- Fragmento de texto

------

Por Roberto Turull
La comida dominicana
siempre ha sido un orgullo nuestro.
Los platos tradicionales
los ofrecemos como un tesoro nacional: Ven a comerte un sancocho, te voy a
preparar unos pasteles en hojas, te espero con una carnita encebollada, son
frases comunes.
La gastronomía de los países caribeños es obviamente similar,
con ciertas variantes tienen el mismo concepto. Esto es natural, en una región
tropical los frutos y frutas son iguales y la creatividad tiende a integrarse. Pero
ese toque particular que destaca un plato de
otro es donde lo autóctono nos distingue.
No nos engañemos, en
República Dominicana se come con mucho aceite, sal, ajo, cebolla y azúcar. Donde
quiera se escucha “échamele salsa”, “esto no sabe a nada”, “el café está
amargo” y para colmo, todo lo queremos guisado.
La cocina dominicana
tiene un uso excesivo de “sopitas” y la harina la consumimos sin control. A todo
le echamos sal, aunque esté salado. Disfrutamos aderezando las ensaladas y
sobre todo nos gusta ver abundancia en lo que vamos a comer. El chicharrón de
cerdo y la longaniza así como el salami con queso frito, tan común en la dieta
de los pobres, son, simplemente los padres de las úlceras estomacales.
Nos fascinan los
dulces en almíbar y conservas con alto contenido de fructosa. Unos casquitos de
guayaba y un dulce de naranja nadie los hace mejor que nosotros.
Abusamos de Los
postres, “mientras más dulces, mejor” dice el pueblo. ” Ponle más azúcar” lo
escucho a diario. Una limonada para que sepa a limonada debe recibir 5
cucharones de azúcar. ¿Las malteadas? media libra de azúcar. Lo cierto es
que nos encanta empalagarnos.

------

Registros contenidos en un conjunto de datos
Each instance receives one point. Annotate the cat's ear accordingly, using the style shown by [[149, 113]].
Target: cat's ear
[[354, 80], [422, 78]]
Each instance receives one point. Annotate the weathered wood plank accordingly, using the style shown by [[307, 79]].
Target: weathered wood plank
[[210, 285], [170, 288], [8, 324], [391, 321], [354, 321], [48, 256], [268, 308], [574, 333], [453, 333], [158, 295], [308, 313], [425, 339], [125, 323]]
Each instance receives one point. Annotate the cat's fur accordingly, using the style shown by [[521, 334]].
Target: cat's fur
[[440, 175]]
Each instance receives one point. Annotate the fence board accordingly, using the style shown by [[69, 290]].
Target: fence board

------

- Tareas y ejercicios
1. Indique si cada una de las siguientes afirmaciones concuerda con el texto sobre la comida dominicana y cite las palabras del texto que lo deciden: (a) En República Dominicana se cocina con poco aceite. (b) La gastronomía de los países caribeños es parecida. (c) Para que una limonada sepa a limonada necesita cinco cucharones de azúcar.
2. Conteste, a partir del texto sobre la comida dominicana, las preguntas siguientes:
(a) ¿Qué alimentos se señalan como "los padres de las úlceras estomacales"?
(b) ¿Qué dulces, según el texto, nadie hace mejor que los dominicanos?
(c) ¿Cuánta azúcar llevan las malteadas?
3. Reproduzca todo lo que va desde "Los platos tradicionales" hasta "lo queremos guisado." en el texto sobre la comida dominicana, cambiando "sancocho" por "asopao".

- Soluciones propuestas
1.
(a) No: "en República Dominicana se come con mucho aceite, sal, ajo, cebolla y azúcar".
(b) Sí: "La gastronomía de los países caribeños es obviamente similar".
(c) Sí: "Una limonada para que sepa a limonada debe recibir 5 cucharones de azúcar".

2.
(a) El chicharrón de cerdo, la longaniza y el salami con queso frito.
(b) Unos casquitos de guayaba y un dulce de naranja.
(c) Media libra de azúcar.

3.
Los platos tradicionales
los ofrecemos como un tesoro nacional: Ven a comerte un asopao, te voy a
preparar unos pasteles en hojas, te espero con una carnita encebollada, son
frases comunes.
La gastronomía de los países caribeños es obviamente similar,
con ciertas variantes tienen el mismo concepto. Esto es natural, en una región
tropical los frutos y frutas son iguales y la creatividad tiende a integrarse. Pero
ese toque particular que destaca un plato de
otro es donde lo autóctono nos distingue.
No nos engañemos, en
República Dominicana se come con mucho aceite, sal, ajo, cebolla y azúcar. Donde
quiera se escucha “échamele salsa”, “esto no sabe a nada”, “el café está
amargo” y para colmo, todo lo queremos guisado.